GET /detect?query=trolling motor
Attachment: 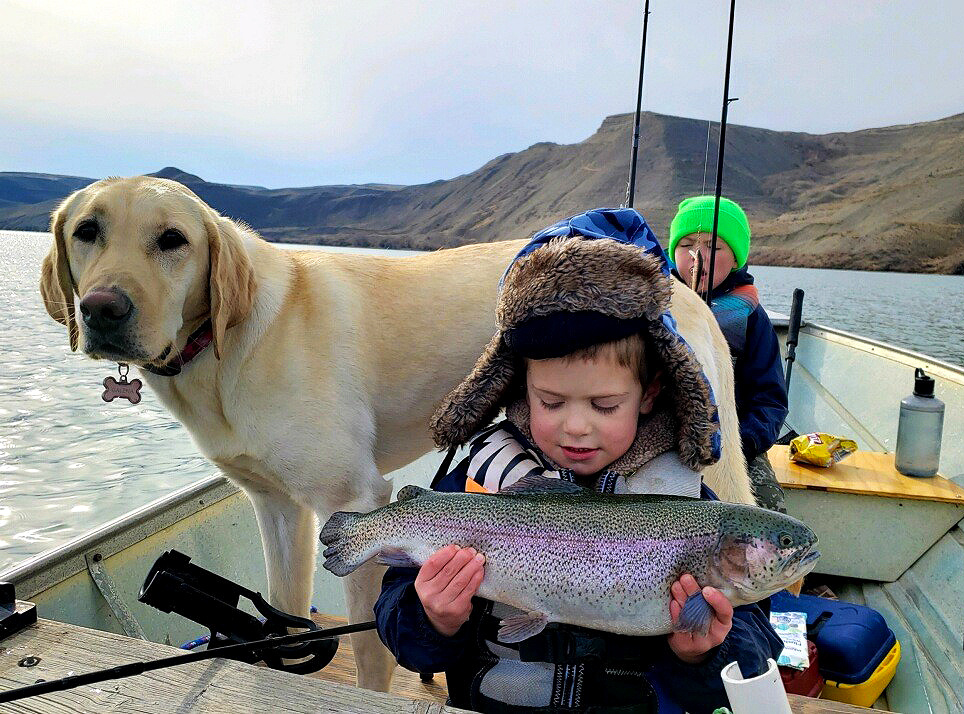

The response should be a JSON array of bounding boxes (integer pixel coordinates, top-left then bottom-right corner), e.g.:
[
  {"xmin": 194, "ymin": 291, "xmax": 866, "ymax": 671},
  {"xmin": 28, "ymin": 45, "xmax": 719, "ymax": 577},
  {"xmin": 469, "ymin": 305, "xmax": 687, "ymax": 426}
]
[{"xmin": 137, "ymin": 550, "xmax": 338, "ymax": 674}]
+++++
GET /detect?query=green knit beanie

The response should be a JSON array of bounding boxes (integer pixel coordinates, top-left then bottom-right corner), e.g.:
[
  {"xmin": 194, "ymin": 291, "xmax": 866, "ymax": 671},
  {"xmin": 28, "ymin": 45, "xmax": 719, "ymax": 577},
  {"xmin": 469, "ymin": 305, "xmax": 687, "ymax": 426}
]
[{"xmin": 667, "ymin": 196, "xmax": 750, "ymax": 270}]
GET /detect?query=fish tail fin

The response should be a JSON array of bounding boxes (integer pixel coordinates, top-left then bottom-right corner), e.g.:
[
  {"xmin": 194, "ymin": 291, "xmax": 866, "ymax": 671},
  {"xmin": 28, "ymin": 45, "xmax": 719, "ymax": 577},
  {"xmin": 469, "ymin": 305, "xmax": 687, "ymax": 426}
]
+++++
* **Written task**:
Give the number of lines in the items above that contain the string "query", matching case exactly. Reply with the number only.

* **Task solution**:
3